WHAT YOU NEED TO DO:
1. Using the text below on body size and body weight in E. ijimae, explain in one to three sentences why greater female fecundity and the division of food resources between the sexes fail to account for larger females in this species.
2. According to the text below on body size and body weight in E. ijimae, during which months does parturition occur in this species in the central Ryukyus?

TEXT BLOCK:
The female large SSD in reptiles, as well as many other organisms, is often attributed to the operation of selective forces that favor large females due to their greater fecundity (Shine, 1978; Fitch, 1985). Recently, evolution of SSD (especially in snakes) is also often explained on the ground of partitioning of food resource between sexes (e.g., Shine, 1989, 1991; Shine et al., 2002). However, these do not explain the observed SSD in E. ijimae, because in this species maternal body size does not correlate with brood size or with reproductive frequency (Masunaga et al., in press), and both sexes exclusively feed on fish eggs that are much smaller than their gape sizes (Voris, 1966; Voris and Voris, 1983; Guinea, 1996). Further studies are needed to specify ultimate factors responsible for the female large SSD in E.ijimae.

Body weight fluctuation and reproductive frequency

Adult male E ijimae prominently increases BW from early spring to late summer. Increase in frequency of spawning by coral reef fishes with the raise of water temperature in spring (Yamamoto, 1976; Thresher, 1984) increases food availability. The temporary increase of BW in adult males might track temporal fluctuation in food availability in their habitat.

Occasional rapid decrease of BW from the late autumn to early spring in adult females (Fig. 4A) can not be explained solely on the ground of temporary fluctuation in food availability. Previous captive observations and gonadal examinations of preserved specimens indicated that in E. ijimae of the central Ryukyus parturition occurs from late autumn (November) to mid winter (January)(Moriguchi, 1991; Uehara, 1993; Masunaga et al., in press). The prominent BW reduction in an adult female can be due to parturition.

DATA PROVIDED:
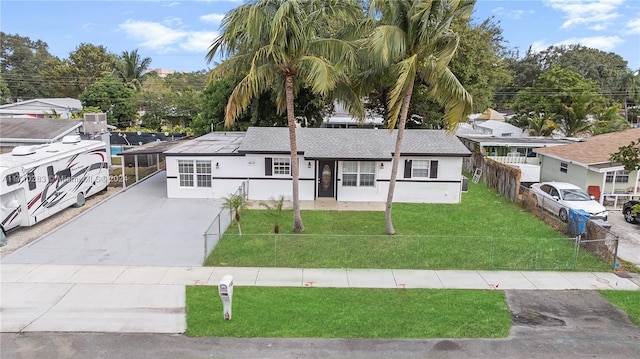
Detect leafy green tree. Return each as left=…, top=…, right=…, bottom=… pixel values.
left=592, top=106, right=631, bottom=135
left=365, top=0, right=474, bottom=234
left=0, top=75, right=11, bottom=105
left=0, top=32, right=60, bottom=102
left=222, top=194, right=247, bottom=235
left=80, top=76, right=137, bottom=127
left=512, top=66, right=606, bottom=137
left=46, top=43, right=118, bottom=98
left=448, top=17, right=512, bottom=112
left=539, top=44, right=627, bottom=97
left=207, top=0, right=360, bottom=232
left=617, top=69, right=640, bottom=123
left=135, top=76, right=174, bottom=131
left=116, top=49, right=151, bottom=90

WRITTEN RESPONSES:
1. In E. ijimae, maternal body size is not correlated with brood size or with reproductive frequency. Both sexes also feed only on fish eggs that are much smaller than their gape sizes.

2. From late autumn (November) to mid winter (January).